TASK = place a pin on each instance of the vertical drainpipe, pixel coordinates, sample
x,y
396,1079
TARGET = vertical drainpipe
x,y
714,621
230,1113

***

Copy every item above, reproducing each of its lines without any change.

TASK = place a pin on each instance of the vertical drainpipe, pixel coordinates, sample
x,y
396,1079
TARGET = vertical drainpipe
x,y
714,621
230,1113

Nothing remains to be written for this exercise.